How many lines in the entries below contain the word "slope"? Give only the number.

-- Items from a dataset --
____________
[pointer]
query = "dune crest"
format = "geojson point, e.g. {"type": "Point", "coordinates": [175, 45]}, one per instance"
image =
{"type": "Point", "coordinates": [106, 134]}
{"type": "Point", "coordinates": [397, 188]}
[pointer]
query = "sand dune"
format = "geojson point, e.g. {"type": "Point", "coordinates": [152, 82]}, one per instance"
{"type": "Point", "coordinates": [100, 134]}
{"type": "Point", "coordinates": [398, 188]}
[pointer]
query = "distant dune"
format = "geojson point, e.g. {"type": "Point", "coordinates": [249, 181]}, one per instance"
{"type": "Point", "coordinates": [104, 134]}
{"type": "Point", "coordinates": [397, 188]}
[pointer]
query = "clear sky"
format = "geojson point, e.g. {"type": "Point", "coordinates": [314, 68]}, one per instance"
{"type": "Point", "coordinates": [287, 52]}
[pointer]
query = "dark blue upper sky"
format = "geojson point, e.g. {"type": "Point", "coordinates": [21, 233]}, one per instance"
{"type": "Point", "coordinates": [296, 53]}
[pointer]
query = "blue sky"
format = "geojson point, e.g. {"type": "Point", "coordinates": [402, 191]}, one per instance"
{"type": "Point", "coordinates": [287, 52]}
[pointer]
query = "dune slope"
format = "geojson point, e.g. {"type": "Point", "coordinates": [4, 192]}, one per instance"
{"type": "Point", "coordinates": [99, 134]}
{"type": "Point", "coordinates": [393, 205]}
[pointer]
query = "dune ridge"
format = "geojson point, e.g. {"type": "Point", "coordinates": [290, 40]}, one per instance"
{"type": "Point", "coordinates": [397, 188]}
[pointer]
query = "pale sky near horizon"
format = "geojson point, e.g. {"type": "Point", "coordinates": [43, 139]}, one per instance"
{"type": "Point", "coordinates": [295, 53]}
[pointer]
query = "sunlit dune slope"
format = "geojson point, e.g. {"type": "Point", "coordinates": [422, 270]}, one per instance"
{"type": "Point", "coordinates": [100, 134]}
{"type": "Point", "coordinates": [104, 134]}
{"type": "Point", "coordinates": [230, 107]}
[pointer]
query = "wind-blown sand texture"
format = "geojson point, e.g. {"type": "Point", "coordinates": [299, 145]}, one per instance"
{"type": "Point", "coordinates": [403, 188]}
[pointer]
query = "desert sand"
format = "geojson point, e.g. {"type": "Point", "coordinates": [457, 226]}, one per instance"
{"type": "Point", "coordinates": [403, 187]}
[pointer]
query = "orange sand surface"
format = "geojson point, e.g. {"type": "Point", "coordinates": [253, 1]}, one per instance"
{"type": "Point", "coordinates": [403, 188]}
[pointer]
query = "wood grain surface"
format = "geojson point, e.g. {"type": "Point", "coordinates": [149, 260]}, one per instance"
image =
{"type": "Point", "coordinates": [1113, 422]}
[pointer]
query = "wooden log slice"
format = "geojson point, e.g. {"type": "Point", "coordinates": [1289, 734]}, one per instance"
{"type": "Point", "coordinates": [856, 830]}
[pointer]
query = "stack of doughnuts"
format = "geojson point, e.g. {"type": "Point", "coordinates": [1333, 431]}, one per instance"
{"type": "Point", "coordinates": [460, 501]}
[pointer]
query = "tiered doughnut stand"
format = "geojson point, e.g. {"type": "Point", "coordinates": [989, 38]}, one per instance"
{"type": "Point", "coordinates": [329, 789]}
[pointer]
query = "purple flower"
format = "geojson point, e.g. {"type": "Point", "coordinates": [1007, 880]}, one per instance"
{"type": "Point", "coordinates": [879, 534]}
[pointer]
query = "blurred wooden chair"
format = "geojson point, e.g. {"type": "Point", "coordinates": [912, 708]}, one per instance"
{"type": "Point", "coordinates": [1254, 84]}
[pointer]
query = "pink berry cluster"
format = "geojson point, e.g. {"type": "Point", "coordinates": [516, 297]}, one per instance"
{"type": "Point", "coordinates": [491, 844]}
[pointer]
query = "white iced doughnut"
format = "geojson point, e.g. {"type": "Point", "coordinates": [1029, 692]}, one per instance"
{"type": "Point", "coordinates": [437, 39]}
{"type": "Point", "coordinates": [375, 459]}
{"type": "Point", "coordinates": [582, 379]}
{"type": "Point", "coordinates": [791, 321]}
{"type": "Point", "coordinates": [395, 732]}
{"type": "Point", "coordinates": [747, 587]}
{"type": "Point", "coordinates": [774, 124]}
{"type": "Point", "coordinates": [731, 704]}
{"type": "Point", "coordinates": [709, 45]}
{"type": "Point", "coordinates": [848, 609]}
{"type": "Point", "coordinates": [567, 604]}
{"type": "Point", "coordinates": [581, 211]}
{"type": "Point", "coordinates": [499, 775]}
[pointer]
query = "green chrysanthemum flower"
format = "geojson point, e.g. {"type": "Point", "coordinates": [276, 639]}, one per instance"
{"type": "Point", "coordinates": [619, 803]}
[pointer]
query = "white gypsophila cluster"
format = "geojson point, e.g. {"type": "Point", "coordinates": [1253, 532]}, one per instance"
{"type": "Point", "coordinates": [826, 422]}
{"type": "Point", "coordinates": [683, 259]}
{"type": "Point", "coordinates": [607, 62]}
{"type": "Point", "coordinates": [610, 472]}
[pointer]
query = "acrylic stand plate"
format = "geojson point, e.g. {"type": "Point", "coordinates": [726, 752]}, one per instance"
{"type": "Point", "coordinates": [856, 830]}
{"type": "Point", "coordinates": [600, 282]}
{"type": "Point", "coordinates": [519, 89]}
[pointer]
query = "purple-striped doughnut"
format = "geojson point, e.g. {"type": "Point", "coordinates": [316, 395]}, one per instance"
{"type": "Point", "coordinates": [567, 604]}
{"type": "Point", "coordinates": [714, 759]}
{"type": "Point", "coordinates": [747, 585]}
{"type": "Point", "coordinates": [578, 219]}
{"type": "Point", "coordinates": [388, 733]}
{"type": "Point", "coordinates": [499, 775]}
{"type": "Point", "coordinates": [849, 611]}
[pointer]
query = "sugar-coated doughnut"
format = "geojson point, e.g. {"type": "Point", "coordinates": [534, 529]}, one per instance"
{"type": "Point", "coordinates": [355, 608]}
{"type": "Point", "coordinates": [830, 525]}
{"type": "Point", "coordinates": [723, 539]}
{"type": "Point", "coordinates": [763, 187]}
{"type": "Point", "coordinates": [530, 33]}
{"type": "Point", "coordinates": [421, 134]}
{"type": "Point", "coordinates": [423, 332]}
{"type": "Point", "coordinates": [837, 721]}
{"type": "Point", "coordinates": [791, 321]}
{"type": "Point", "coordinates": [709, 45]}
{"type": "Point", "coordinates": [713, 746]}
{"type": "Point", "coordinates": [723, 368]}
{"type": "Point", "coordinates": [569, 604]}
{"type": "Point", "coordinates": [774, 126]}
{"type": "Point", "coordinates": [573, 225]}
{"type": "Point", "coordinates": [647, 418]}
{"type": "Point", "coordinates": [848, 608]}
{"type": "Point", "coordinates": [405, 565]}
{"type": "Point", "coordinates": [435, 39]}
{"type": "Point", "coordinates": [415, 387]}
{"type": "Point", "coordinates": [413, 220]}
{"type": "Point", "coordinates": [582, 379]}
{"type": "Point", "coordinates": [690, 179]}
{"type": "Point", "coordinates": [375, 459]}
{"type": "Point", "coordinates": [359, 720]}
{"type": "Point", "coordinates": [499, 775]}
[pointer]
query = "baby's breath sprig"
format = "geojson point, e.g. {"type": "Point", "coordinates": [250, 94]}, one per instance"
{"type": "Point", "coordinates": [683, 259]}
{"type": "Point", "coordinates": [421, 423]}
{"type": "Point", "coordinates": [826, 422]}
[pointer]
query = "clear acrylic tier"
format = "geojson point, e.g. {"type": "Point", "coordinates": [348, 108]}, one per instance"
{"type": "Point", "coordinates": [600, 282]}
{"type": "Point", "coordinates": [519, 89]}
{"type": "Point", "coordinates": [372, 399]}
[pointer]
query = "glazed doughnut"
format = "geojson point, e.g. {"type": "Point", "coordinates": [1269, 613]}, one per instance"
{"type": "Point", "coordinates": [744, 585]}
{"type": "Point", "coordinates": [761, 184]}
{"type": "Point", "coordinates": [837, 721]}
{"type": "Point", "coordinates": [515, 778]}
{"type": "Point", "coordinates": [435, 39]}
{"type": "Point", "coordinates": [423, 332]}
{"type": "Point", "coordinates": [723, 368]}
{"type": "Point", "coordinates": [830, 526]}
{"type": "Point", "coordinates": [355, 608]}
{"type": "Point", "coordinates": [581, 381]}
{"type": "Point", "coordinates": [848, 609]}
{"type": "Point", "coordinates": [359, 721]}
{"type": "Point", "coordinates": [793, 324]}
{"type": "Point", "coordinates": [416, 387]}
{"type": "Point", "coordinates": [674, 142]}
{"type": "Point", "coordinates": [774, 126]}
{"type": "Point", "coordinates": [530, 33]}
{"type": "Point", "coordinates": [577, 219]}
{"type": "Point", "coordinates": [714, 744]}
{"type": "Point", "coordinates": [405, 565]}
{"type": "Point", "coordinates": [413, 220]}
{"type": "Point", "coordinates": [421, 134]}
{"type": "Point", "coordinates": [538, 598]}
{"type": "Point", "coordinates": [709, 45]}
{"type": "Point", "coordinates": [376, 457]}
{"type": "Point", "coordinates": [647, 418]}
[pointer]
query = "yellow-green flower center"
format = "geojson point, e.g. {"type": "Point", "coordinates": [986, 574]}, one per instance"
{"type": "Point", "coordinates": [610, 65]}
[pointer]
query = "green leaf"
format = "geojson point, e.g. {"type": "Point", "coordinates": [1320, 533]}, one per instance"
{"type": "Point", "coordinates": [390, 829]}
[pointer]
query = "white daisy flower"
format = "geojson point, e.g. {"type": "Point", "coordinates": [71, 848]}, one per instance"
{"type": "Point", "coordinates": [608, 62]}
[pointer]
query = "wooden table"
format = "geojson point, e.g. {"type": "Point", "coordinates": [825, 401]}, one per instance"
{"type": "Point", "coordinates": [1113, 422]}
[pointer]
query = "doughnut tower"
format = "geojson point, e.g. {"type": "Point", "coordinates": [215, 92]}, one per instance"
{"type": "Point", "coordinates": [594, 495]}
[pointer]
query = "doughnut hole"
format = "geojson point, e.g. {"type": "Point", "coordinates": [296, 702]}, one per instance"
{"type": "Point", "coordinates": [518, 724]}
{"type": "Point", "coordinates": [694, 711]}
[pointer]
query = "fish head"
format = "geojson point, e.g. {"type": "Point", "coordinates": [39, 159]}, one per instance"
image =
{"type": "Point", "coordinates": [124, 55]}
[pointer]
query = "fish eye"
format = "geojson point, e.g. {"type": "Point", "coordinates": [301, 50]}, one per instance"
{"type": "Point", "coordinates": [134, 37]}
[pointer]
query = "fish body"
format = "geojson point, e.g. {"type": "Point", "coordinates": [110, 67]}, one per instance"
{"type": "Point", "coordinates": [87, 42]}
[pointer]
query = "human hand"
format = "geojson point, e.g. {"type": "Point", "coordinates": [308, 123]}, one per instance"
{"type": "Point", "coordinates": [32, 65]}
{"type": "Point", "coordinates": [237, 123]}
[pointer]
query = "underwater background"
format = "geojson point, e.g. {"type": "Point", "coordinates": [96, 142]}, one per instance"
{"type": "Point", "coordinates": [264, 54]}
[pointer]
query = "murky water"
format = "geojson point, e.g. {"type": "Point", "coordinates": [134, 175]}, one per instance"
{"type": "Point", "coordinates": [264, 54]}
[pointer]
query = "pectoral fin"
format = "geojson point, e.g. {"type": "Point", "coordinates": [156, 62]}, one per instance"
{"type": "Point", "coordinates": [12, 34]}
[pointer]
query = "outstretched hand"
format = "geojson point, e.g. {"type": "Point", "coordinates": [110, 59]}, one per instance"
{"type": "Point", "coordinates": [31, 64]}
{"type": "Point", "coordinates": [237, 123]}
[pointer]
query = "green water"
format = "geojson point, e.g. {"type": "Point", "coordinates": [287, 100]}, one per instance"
____________
-- TASK SOLUTION --
2